Required work.
Using the entries that follow, transcribe only the lines from the line with "Mark one point per instance of the white horse's foreleg." to the line with "Mark one point per instance of the glossy", both included, exactly as they stand and without pictures.

Data items:
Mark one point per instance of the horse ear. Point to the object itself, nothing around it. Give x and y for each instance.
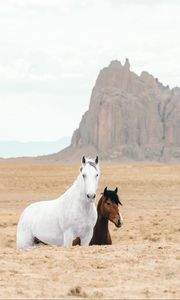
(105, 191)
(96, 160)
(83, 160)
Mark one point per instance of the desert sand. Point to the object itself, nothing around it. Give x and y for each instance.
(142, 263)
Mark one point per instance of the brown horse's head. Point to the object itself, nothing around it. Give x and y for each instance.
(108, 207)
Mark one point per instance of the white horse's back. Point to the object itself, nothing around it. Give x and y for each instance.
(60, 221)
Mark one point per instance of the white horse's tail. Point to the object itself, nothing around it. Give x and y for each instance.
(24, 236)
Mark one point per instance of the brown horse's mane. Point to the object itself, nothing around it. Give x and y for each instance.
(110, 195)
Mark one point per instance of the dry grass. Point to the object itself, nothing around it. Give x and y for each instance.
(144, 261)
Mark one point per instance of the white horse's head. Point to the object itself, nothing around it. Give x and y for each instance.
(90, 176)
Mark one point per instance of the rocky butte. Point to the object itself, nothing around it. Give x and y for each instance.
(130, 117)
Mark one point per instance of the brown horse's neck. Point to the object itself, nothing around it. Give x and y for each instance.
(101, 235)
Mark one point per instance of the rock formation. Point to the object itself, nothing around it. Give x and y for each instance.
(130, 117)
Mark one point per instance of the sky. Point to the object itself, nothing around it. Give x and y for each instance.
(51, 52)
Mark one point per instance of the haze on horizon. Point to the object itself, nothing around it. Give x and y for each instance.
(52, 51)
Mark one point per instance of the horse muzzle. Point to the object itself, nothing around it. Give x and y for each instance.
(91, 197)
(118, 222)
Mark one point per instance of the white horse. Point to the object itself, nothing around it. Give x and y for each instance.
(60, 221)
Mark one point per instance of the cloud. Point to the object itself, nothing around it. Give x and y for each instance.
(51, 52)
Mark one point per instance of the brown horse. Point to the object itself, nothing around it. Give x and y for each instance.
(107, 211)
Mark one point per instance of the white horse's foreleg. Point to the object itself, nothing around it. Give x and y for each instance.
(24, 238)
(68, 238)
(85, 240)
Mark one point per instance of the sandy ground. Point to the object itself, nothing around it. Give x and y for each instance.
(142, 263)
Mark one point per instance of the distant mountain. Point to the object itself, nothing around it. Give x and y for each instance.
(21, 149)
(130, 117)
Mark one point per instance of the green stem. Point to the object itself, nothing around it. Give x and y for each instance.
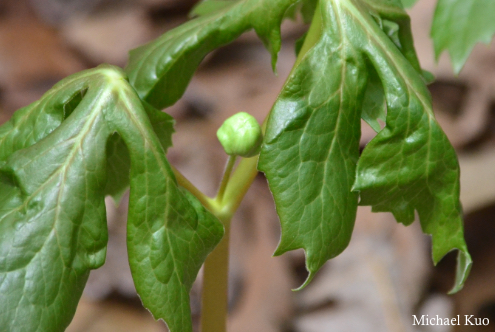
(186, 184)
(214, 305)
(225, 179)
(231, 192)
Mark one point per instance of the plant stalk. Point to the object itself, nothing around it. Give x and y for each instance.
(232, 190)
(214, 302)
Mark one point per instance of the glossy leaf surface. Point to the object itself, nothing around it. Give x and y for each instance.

...

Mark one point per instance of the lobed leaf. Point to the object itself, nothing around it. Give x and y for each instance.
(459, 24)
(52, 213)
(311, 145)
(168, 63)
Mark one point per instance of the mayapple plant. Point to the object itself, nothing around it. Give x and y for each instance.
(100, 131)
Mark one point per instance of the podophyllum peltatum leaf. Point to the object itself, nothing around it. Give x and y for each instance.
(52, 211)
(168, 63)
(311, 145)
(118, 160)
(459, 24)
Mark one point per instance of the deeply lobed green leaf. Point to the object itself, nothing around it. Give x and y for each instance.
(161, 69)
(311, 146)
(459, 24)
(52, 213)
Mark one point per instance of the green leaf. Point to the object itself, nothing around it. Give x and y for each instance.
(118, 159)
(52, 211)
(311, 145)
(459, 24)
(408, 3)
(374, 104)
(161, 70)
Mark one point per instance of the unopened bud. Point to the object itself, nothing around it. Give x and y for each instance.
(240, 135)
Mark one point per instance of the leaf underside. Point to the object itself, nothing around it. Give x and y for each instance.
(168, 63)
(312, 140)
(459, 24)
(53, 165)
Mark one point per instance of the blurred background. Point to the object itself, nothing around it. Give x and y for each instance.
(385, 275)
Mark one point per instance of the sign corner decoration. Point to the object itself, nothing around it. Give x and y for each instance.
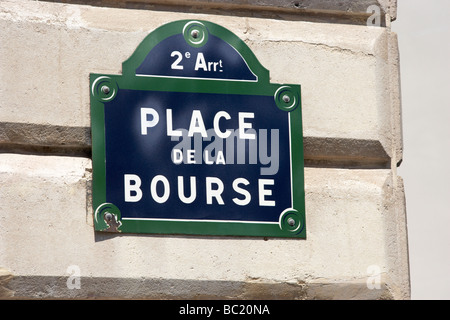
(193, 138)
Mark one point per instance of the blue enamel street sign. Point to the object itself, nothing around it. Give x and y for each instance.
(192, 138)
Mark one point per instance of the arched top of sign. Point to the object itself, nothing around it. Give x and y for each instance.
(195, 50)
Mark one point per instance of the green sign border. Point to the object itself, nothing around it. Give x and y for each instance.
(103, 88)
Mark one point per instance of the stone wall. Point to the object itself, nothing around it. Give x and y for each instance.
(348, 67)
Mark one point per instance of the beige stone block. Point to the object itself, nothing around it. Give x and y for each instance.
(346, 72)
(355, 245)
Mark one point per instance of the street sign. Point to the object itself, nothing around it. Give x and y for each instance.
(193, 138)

Solution for this problem.
Mark one point per instance of the white horse's foreleg. Point to the object itself, nothing around it. Give x and y for each instance.
(24, 238)
(68, 238)
(85, 240)
Mark one point per instance of the sandy ground. Point to the object itself, nothing around it. Give x and y for each instance.
(142, 263)
Mark one point per instance of the distant mountain. Point to the object itself, nothing around it. Give x and y for each instance.
(21, 149)
(130, 117)
Mark one point per instance of the green stem. Point to the object itself, nothing around it. Give x and y for each instance.
(186, 184)
(214, 305)
(225, 179)
(231, 192)
Mark one point per instance of the plant stalk. Point to the object itself, nothing around it. Give x and y for each instance.
(232, 190)
(214, 302)
Mark one point per instance of the glossy leaf surface. Point to the object itself, nothing around it. Give x and y for each instance.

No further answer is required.